[begin Data supplied]

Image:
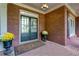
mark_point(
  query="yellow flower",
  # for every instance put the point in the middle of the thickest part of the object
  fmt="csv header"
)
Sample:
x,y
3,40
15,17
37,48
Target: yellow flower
x,y
7,36
44,33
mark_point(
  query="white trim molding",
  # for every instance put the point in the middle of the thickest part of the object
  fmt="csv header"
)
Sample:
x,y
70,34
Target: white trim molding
x,y
40,11
71,9
29,7
56,7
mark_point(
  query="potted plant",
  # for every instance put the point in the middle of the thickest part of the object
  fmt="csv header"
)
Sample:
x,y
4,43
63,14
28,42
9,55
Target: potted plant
x,y
7,42
44,35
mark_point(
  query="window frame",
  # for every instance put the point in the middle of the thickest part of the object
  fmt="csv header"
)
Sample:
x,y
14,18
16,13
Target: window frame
x,y
21,29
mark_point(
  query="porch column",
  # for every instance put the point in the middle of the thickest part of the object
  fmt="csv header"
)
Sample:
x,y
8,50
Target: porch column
x,y
3,20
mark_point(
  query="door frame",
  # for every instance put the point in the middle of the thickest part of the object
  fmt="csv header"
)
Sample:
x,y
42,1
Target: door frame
x,y
20,30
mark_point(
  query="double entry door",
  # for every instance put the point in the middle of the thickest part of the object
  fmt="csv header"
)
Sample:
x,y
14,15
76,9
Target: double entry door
x,y
29,28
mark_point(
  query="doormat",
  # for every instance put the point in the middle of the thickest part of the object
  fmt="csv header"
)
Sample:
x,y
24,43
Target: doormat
x,y
26,47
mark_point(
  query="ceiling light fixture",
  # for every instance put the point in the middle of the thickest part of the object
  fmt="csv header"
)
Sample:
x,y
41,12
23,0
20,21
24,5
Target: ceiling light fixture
x,y
44,6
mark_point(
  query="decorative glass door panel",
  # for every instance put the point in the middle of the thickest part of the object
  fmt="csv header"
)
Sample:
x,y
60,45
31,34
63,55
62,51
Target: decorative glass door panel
x,y
34,28
24,28
29,29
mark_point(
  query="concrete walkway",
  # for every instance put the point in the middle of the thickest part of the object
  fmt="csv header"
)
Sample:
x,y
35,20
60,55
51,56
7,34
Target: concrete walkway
x,y
49,49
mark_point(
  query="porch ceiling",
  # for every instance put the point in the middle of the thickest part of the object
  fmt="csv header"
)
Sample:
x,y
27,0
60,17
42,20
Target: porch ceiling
x,y
74,6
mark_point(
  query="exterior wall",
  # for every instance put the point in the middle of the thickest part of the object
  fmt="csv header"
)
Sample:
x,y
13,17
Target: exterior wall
x,y
55,25
77,26
69,40
13,21
3,21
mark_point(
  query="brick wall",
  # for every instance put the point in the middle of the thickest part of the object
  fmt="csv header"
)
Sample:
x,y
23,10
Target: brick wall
x,y
13,21
55,25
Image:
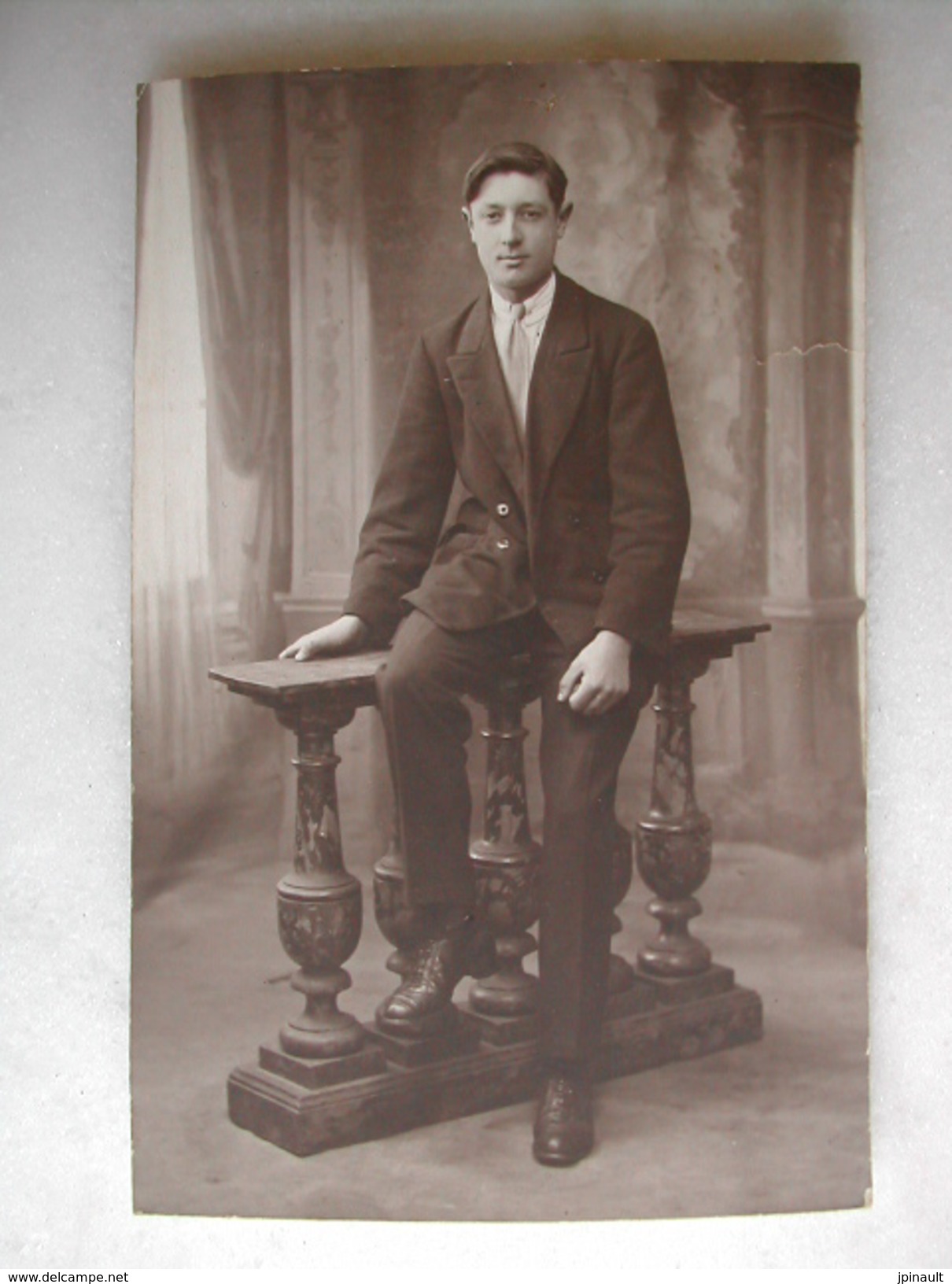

[end Data supplied]

### Exercise
Return every line of the records above that contains the string "window", matching case exactly.

### Answer below
  query="window frame",
Target: window frame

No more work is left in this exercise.